> Stored records:
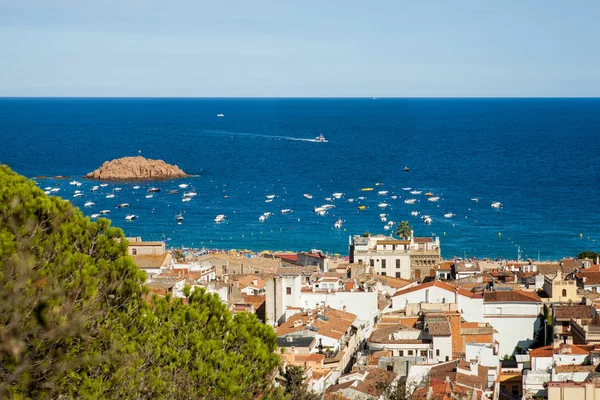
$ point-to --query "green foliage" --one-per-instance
(403, 230)
(76, 320)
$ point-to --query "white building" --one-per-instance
(514, 314)
(388, 256)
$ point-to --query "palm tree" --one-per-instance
(404, 230)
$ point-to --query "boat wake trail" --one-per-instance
(255, 135)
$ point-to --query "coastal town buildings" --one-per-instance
(413, 258)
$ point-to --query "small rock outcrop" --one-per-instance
(136, 168)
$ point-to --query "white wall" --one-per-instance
(541, 363)
(444, 345)
(361, 304)
(483, 352)
(513, 331)
(470, 308)
(432, 294)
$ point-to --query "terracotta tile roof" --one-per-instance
(440, 391)
(439, 329)
(336, 325)
(150, 261)
(439, 284)
(393, 282)
(574, 312)
(591, 278)
(248, 281)
(375, 376)
(511, 296)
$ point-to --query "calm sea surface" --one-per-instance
(538, 157)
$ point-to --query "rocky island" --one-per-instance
(136, 168)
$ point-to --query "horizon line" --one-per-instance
(301, 97)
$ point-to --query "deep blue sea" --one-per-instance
(538, 157)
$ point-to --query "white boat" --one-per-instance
(321, 139)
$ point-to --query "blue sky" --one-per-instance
(299, 48)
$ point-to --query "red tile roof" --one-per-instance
(439, 284)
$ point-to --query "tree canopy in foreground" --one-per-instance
(77, 322)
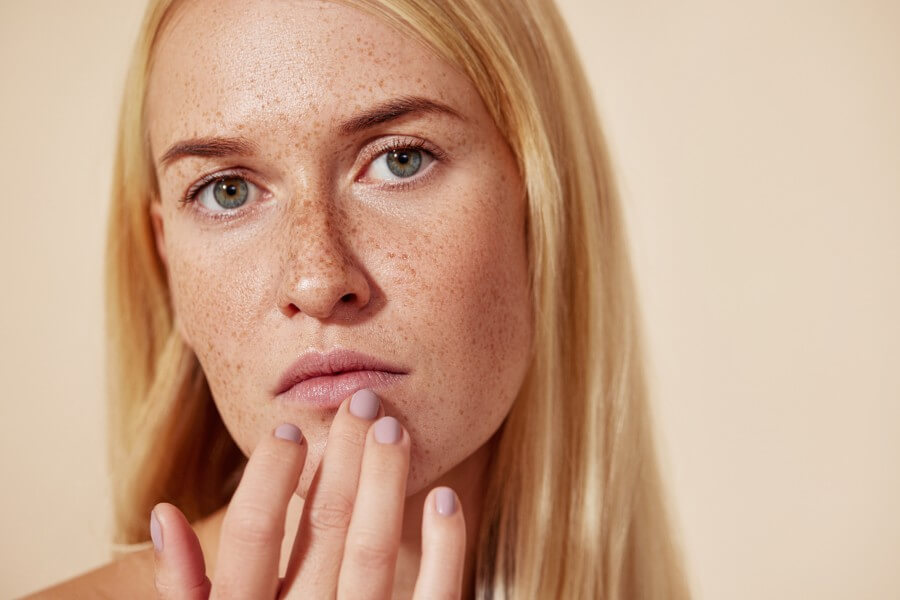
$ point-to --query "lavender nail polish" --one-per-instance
(445, 501)
(155, 531)
(364, 404)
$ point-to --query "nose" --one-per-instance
(321, 277)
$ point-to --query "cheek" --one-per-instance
(472, 302)
(214, 294)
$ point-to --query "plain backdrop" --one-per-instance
(757, 145)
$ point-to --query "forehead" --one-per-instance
(304, 65)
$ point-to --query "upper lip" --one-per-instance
(317, 364)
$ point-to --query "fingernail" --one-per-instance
(155, 531)
(387, 430)
(364, 404)
(445, 501)
(289, 432)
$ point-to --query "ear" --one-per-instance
(156, 219)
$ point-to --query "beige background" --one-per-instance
(758, 146)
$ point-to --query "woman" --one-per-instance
(391, 226)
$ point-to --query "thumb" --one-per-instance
(180, 568)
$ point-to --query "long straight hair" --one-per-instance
(575, 506)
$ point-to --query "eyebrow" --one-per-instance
(394, 109)
(384, 112)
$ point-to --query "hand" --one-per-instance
(349, 532)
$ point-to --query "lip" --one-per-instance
(324, 380)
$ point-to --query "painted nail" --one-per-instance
(445, 501)
(289, 432)
(387, 430)
(364, 404)
(155, 531)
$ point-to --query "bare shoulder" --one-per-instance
(128, 577)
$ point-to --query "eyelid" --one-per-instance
(195, 188)
(402, 143)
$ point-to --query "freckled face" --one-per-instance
(308, 237)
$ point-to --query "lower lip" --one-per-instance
(327, 392)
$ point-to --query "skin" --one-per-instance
(331, 253)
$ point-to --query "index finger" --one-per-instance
(250, 546)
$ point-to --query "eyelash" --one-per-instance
(392, 145)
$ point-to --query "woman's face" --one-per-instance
(312, 235)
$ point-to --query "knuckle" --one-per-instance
(274, 458)
(371, 551)
(253, 526)
(351, 438)
(330, 512)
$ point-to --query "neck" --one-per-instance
(468, 479)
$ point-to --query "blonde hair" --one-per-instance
(575, 506)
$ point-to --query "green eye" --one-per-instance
(404, 162)
(230, 192)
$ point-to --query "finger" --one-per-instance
(250, 542)
(316, 557)
(370, 552)
(179, 565)
(443, 547)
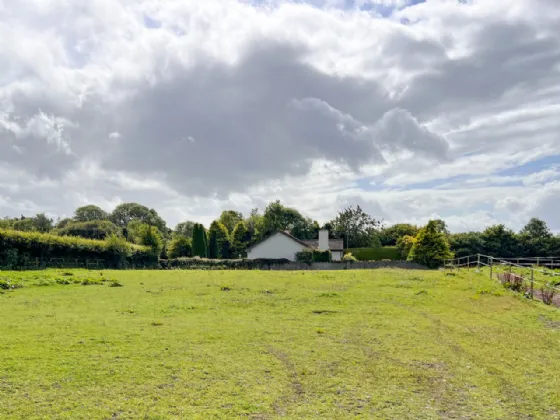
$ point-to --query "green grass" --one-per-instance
(376, 254)
(381, 344)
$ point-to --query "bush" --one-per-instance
(19, 249)
(430, 248)
(349, 257)
(180, 247)
(375, 254)
(95, 229)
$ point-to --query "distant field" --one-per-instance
(381, 344)
(376, 254)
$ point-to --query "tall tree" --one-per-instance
(184, 229)
(95, 229)
(255, 224)
(430, 248)
(390, 235)
(150, 236)
(124, 213)
(213, 250)
(199, 241)
(89, 213)
(230, 218)
(467, 243)
(223, 243)
(43, 223)
(499, 241)
(535, 239)
(278, 217)
(180, 247)
(241, 238)
(356, 227)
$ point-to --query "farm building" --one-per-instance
(283, 245)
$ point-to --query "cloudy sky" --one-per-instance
(412, 109)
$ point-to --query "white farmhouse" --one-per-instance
(283, 245)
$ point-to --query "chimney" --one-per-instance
(323, 239)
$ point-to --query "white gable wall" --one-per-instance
(276, 246)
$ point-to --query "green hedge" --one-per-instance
(23, 249)
(314, 255)
(213, 264)
(375, 254)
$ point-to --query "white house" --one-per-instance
(283, 245)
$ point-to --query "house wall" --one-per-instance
(336, 255)
(276, 246)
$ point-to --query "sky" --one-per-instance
(411, 109)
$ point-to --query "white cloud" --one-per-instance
(219, 103)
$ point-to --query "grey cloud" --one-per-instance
(264, 118)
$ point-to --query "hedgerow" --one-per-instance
(22, 249)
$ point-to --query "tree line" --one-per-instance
(232, 233)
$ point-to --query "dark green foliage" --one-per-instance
(404, 244)
(356, 227)
(124, 213)
(230, 218)
(305, 256)
(199, 244)
(223, 244)
(390, 235)
(184, 229)
(95, 229)
(241, 238)
(213, 245)
(430, 248)
(375, 254)
(535, 239)
(500, 241)
(180, 247)
(150, 237)
(322, 256)
(89, 213)
(313, 255)
(278, 217)
(465, 244)
(19, 249)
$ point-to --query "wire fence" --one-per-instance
(529, 278)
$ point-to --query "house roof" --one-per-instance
(283, 233)
(334, 244)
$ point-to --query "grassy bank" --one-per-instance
(384, 344)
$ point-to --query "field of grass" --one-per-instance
(381, 344)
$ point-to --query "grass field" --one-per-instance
(382, 344)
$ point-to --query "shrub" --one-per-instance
(430, 248)
(180, 247)
(18, 249)
(349, 257)
(547, 293)
(200, 248)
(94, 229)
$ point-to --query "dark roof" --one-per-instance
(283, 233)
(334, 244)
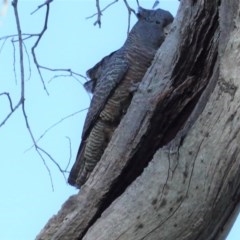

> Task objective:
Which lines in the listing above contain the string "woman", with case counting? Pull out each of those lines.

> Result of this task:
$ point-to --query "woman" --one-per-instance
$ point-to --query "woman's face" --one-per-instance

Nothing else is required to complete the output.